Records shown:
+++++

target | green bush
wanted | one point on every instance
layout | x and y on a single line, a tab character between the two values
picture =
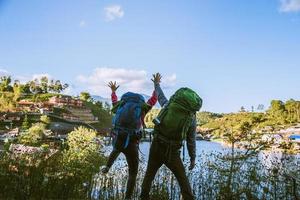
33	136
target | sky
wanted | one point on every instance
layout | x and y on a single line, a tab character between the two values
233	53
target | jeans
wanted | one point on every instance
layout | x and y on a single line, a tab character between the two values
158	156
132	157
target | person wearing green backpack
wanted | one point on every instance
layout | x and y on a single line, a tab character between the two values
175	122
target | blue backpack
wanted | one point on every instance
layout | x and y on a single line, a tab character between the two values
128	115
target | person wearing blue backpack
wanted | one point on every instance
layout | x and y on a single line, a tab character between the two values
128	124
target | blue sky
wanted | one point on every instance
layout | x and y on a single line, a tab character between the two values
232	52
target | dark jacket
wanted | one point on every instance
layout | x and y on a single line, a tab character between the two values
191	134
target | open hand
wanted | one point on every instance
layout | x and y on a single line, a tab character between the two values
113	86
192	164
156	78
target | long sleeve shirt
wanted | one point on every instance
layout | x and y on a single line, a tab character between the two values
146	108
191	134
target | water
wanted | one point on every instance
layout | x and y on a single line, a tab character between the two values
204	178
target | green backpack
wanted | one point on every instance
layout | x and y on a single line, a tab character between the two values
176	117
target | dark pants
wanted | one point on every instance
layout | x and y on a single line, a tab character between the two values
159	156
132	157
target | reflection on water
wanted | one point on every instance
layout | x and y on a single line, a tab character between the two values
255	175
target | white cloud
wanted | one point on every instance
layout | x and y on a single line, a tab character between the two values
289	6
128	79
24	79
82	23
4	72
113	12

+++++

Description of the task:
Reproduce every entry above verbatim, omitting the picture.

Solved problem:
target | green bush
wanted | one point on every instance
layout | x and y on a single line, a tab character between the two values
picture =
33	136
target | sky
wanted | one point on every instance
layout | x and y on a single line, a tab character between the two values
233	53
target | jeans
wanted | one point on every instance
layout | x and y on a single line, a tab character between the two values
158	156
132	157
target | person wearing green backpack
wanted | one point on every instance
layout | x and y on a single line, a tab character between the two values
175	122
target | blue backpack
wanted | one point on every instance
layout | x and y on a single line, a tab character between the two values
128	115
target | person wearing blue backpack
wanted | one point on every instance
layout | x and y on a single line, a tab character between the two values
128	124
target | blue sky
wanted | one point on every instance
layout | x and y on a single line, a tab character between the two values
232	52
target | dark jacket
wanted | one point on every instance
layout | x and y on a single line, a tab character between the two values
191	134
target | open hand
wanted | one point on every instance
layout | x and y on a single line, a tab character between the two values
113	86
192	164
156	78
target | long sleeve shirt
wanted | one point on every instance
layout | x and y on a single line, a tab character between the two values
146	108
191	134
target | water
wanted | one point on every instance
layout | x and y on a single line, a tab character between the two values
204	178
target | green backpack
wanted | one point on every instance
layout | x and y on a single line, a tab character between the two values
176	117
target | dark pants
wanted | one point on every instance
layout | x and y on a single line, a tab character between the two values
159	156
132	157
target | reflection on water
wanted | one point on every instance
layout | x and y on a single line, a tab character between the two values
255	175
target | white cloud
wanted | one point on every instance
layout | x and y on a single line, a tab character between the two values
289	6
128	79
24	79
82	23
4	72
113	12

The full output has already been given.